**PROBLEM REQUIREMENTS**
Omit the pictures, please, and give each record below again exactly.

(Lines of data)
· · · · ·
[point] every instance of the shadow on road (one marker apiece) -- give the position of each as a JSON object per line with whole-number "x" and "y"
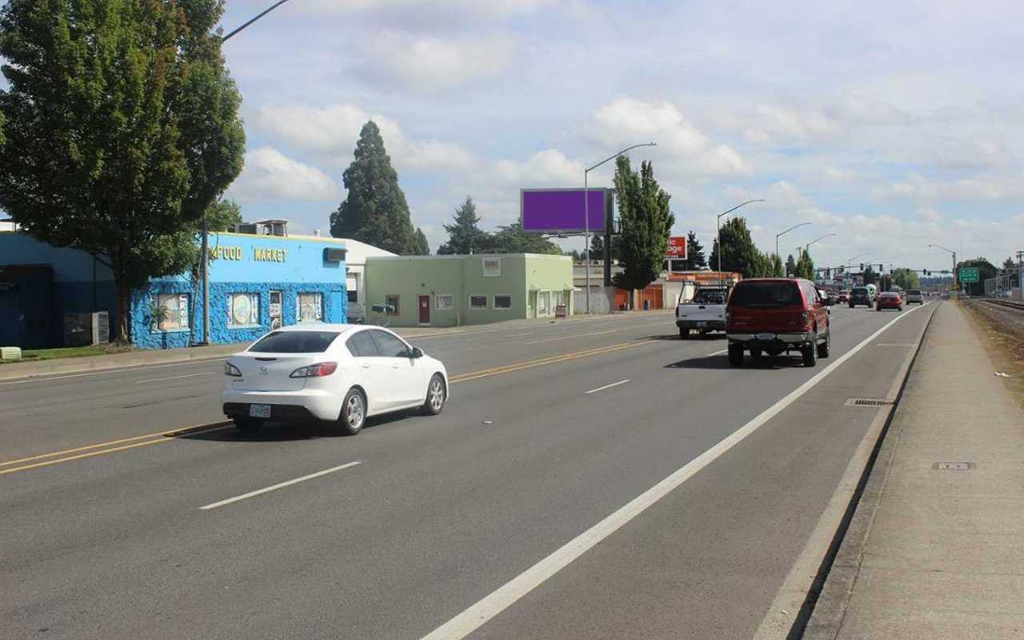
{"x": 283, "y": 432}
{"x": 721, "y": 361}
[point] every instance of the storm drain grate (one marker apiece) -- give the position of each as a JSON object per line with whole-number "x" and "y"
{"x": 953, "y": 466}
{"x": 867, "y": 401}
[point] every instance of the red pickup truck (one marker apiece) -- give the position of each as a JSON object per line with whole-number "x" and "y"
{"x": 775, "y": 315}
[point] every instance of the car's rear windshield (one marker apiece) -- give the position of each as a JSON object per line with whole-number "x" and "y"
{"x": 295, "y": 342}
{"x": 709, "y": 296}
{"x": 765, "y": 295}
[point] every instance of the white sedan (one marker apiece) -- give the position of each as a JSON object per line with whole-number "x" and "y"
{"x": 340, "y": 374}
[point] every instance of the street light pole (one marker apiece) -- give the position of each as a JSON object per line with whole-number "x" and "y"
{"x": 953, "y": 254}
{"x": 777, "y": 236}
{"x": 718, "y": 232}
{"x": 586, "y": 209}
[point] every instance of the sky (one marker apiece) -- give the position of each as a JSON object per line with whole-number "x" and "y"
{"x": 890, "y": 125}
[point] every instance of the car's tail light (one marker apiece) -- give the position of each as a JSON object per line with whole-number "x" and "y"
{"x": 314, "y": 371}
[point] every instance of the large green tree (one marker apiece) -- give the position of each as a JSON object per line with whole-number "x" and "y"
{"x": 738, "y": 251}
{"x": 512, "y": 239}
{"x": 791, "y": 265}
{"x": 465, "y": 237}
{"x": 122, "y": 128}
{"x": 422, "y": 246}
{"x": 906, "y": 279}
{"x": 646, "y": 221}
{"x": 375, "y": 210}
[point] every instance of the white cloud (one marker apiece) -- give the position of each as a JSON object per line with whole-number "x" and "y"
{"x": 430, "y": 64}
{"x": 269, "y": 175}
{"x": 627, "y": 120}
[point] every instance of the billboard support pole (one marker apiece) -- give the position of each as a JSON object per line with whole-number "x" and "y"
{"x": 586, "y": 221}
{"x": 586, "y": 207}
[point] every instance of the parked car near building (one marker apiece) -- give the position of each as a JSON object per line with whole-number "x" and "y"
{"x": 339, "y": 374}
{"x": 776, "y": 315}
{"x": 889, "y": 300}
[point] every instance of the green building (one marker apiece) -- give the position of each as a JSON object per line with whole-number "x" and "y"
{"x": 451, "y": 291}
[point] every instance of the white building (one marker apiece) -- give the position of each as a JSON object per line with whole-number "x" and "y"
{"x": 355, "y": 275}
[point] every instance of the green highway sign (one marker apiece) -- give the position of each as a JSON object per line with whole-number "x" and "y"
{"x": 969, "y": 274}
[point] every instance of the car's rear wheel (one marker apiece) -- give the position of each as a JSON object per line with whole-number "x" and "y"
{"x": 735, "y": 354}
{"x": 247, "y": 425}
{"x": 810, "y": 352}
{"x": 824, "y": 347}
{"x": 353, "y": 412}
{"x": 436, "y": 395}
· · · · ·
**IN RESPONSE**
[point] every instance of the shadow on road (one marker apiece) -- give the position of each as a JSON object per line with whole-number "x" and "y"
{"x": 283, "y": 432}
{"x": 721, "y": 361}
[point] every instance of the storm drain grate (one marker apiece) -- give the position of each as a JSON object per line with whole-number "x" and "y"
{"x": 953, "y": 466}
{"x": 867, "y": 401}
[point] every instance of the red pickup truck (one marker apiece) -- give the position of each as a JSON object per line with whole-number "x" and "y"
{"x": 775, "y": 315}
[point] every instance of the car's rear windshield (one marker apiece) -- give the position of each as a JSON object per line with whole-number "x" and "y"
{"x": 295, "y": 342}
{"x": 709, "y": 296}
{"x": 765, "y": 295}
[point] every instance of the white sedan (one marker apiece) -- give the position of each as a JSON object per line with whole-number "x" and "y"
{"x": 340, "y": 374}
[point] every instance of the street light pole (one marker apiece) -- give the position of each as a JSON object per line with whole-number "x" and "y"
{"x": 953, "y": 254}
{"x": 777, "y": 236}
{"x": 718, "y": 232}
{"x": 586, "y": 209}
[point] every instance of the sky (one marker apiece) -- give the position of each as a JSON object per line with whole-number "x" and "y"
{"x": 890, "y": 125}
[point] every instance of the car's tail light (one marker apiece) -- give the position of each as a JSON object per line with whole-number "x" and "y"
{"x": 314, "y": 371}
[point] every instance of the large green tree (one marker apiece) -- give the position of each as a JSON object per line with whole-number "x" and "y"
{"x": 738, "y": 251}
{"x": 512, "y": 239}
{"x": 791, "y": 265}
{"x": 465, "y": 237}
{"x": 122, "y": 128}
{"x": 422, "y": 246}
{"x": 906, "y": 279}
{"x": 646, "y": 221}
{"x": 375, "y": 210}
[point] every instance of the white cloud (one marker apiece) -- give the position of each as a JSON object per line with whole-number "x" and "y"
{"x": 430, "y": 64}
{"x": 269, "y": 175}
{"x": 627, "y": 120}
[point] every instance of the billboard support pole (one marker apiece) -- give the position of each as a JSON object per line with whole-number "x" and "y"
{"x": 586, "y": 221}
{"x": 586, "y": 207}
[point] every instance of the parked car near building (one marker apiece) -- give the position of each as a JSON object per line with whole-number "x" and "y"
{"x": 339, "y": 374}
{"x": 776, "y": 315}
{"x": 889, "y": 300}
[point] every instance of the green building (one marker apiece) -- give the position of each as a JSON object per line with whole-number "x" and "y"
{"x": 451, "y": 291}
[point] every instance of the white building (one marker apiece) -- give the position of each as a JSON object per line with whole-number "x" and "y"
{"x": 355, "y": 275}
[point] every instance of the green highway sign (one marker apiece) -- give the position of each as a JSON object per line with whole-number "x" and "y"
{"x": 969, "y": 274}
[point] every instance of the car's rear wheel (one marker apiece) -- give the position of each as a JSON object per line with whole-number "x" and "y"
{"x": 735, "y": 354}
{"x": 247, "y": 425}
{"x": 810, "y": 352}
{"x": 824, "y": 347}
{"x": 353, "y": 412}
{"x": 436, "y": 395}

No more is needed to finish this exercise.